— Task instructions —
Below is a listing; copy all of it exactly.

-- Data for processing follows --

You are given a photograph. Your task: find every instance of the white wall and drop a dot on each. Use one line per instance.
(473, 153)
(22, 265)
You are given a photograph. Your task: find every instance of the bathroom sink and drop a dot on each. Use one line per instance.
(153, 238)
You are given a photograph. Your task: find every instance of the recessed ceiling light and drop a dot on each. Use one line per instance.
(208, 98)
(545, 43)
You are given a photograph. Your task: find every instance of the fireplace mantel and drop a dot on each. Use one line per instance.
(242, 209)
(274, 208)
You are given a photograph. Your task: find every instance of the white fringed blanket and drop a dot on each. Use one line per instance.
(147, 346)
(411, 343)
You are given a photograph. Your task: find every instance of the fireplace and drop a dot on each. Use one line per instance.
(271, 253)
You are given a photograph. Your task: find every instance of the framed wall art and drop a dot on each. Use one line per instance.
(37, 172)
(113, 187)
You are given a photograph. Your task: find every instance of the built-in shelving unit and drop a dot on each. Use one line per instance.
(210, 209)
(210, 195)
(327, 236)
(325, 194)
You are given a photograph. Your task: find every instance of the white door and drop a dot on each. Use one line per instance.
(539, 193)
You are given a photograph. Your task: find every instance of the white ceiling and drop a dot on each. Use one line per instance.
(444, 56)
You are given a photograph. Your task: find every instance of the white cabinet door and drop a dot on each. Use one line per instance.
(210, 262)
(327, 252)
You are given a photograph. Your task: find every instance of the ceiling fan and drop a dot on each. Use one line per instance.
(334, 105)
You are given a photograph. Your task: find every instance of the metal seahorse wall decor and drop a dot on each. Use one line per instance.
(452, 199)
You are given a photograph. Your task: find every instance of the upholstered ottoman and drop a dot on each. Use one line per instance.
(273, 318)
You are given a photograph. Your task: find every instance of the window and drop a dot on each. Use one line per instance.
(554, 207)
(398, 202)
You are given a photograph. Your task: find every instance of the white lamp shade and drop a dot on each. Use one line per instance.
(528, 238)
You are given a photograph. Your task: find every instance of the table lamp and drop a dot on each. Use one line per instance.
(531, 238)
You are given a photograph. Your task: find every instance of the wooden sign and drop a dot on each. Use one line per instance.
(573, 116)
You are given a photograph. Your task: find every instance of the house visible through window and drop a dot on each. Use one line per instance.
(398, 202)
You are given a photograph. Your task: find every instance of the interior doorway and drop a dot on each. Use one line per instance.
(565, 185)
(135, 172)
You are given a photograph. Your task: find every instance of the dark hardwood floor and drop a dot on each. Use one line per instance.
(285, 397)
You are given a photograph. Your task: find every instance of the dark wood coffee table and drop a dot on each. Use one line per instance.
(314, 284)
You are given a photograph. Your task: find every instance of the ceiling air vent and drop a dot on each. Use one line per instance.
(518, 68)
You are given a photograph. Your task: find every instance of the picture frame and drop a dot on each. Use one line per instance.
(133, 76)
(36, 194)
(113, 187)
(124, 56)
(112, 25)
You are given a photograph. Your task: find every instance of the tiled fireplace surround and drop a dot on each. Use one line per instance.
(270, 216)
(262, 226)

-- Data for processing concluded --

— Worked solution —
You are given a photograph. Your task: find every instance of the white wall and drop a dot on each. Use one line per instance.
(473, 153)
(22, 265)
You are given a photograph. Your task: find every instance of the bathroom sink and drop a dot on each. Use one line per instance.
(153, 238)
You are given a photograph. Your task: find every instance of the recessed ceiling light and drop a dot on each. Use one line per instance.
(208, 98)
(545, 43)
You are given a photograph. Your task: find every instance of the fireplace mantel and drop a dot on each. Use one line per instance.
(242, 209)
(274, 208)
You are given a photograph. Your task: find every instance of the white fringed blanket and drop a dot on each. Use one line per instance.
(147, 346)
(411, 343)
You are given a photograph. Your task: find every instance of the fireplace and drop a dot on each. Use one line per instance.
(271, 253)
You are given a photograph. Your task: find every instance of the framed wall art and drop a dot on each. Use one line per instance.
(37, 172)
(113, 187)
You are given a photograph. Your task: find every instance of the built-in shelving unit and drop a dot on each. Use one line per instance.
(210, 209)
(210, 195)
(327, 236)
(325, 194)
You are given a photograph. Your task: find every instance of the white door and drop a dot on each. Use one line per instance.
(539, 193)
You are given a photograph. Your task: find every instance of the white ceiling and drop a dot on each. Use one line per instance.
(444, 56)
You are given a photograph. Your task: find every instance of the white cabinet door and drop a dot on each. Use one line per instance.
(210, 262)
(327, 252)
You are given a photograph. Your task: find every instance of the ceiling fan and drop a dot on each. Use one line per instance.
(334, 105)
You are given a photograph. Your task: find every instance of the metal seahorse wall decor and drop a dot on each. Use one line per instance.
(452, 199)
You are given a photograph. Your task: find every instance of the upholstered ottoman and drop a dot on each. Use one line per instance.
(273, 318)
You are given a photograph. Your task: find every instance of the window and drop a dot on each. Use one line per instance.
(554, 207)
(398, 202)
You are given a photograph. Your task: find every instance of the white lamp shade and drop a dot on each. Use one line per instance.
(528, 238)
You are given a photograph. Your task: find every instance of the table lamp and drop a dot on each. Use one line per instance.
(531, 238)
You are given a photograph. Your task: find every instance of the wooden sign and drop a dot on each. Use one line per instance.
(573, 116)
You are given a photograph. Your task: find every instance of the house visible through window and drop a dot on each. Use one line per instance.
(398, 202)
You are given a photograph. Your task: find every instance of the interior doorway and drop a dot on each. Use one line per instance.
(565, 185)
(135, 172)
You are given a photograph. Your task: find every instance of the dark hardwood floor and drop a dot on each. Use one line per instance.
(285, 397)
You are given a photograph. Your task: find every instance of the dark wood coffee table and drop a dot on each. Use one line per instance.
(314, 284)
You are given a photograph. Your task: find every instance of the ceiling air vent and drop a dot on each. Use one line per instance.
(518, 68)
You are given a photograph. Your task: find every instance of the picture frame and drop a dot on each. Use one line per instance.
(133, 76)
(36, 194)
(113, 187)
(124, 56)
(112, 25)
You are given a photograph. Your task: find every instance of the tiled fireplace surround and drop a dot on each. Use one line per instance.
(270, 216)
(262, 226)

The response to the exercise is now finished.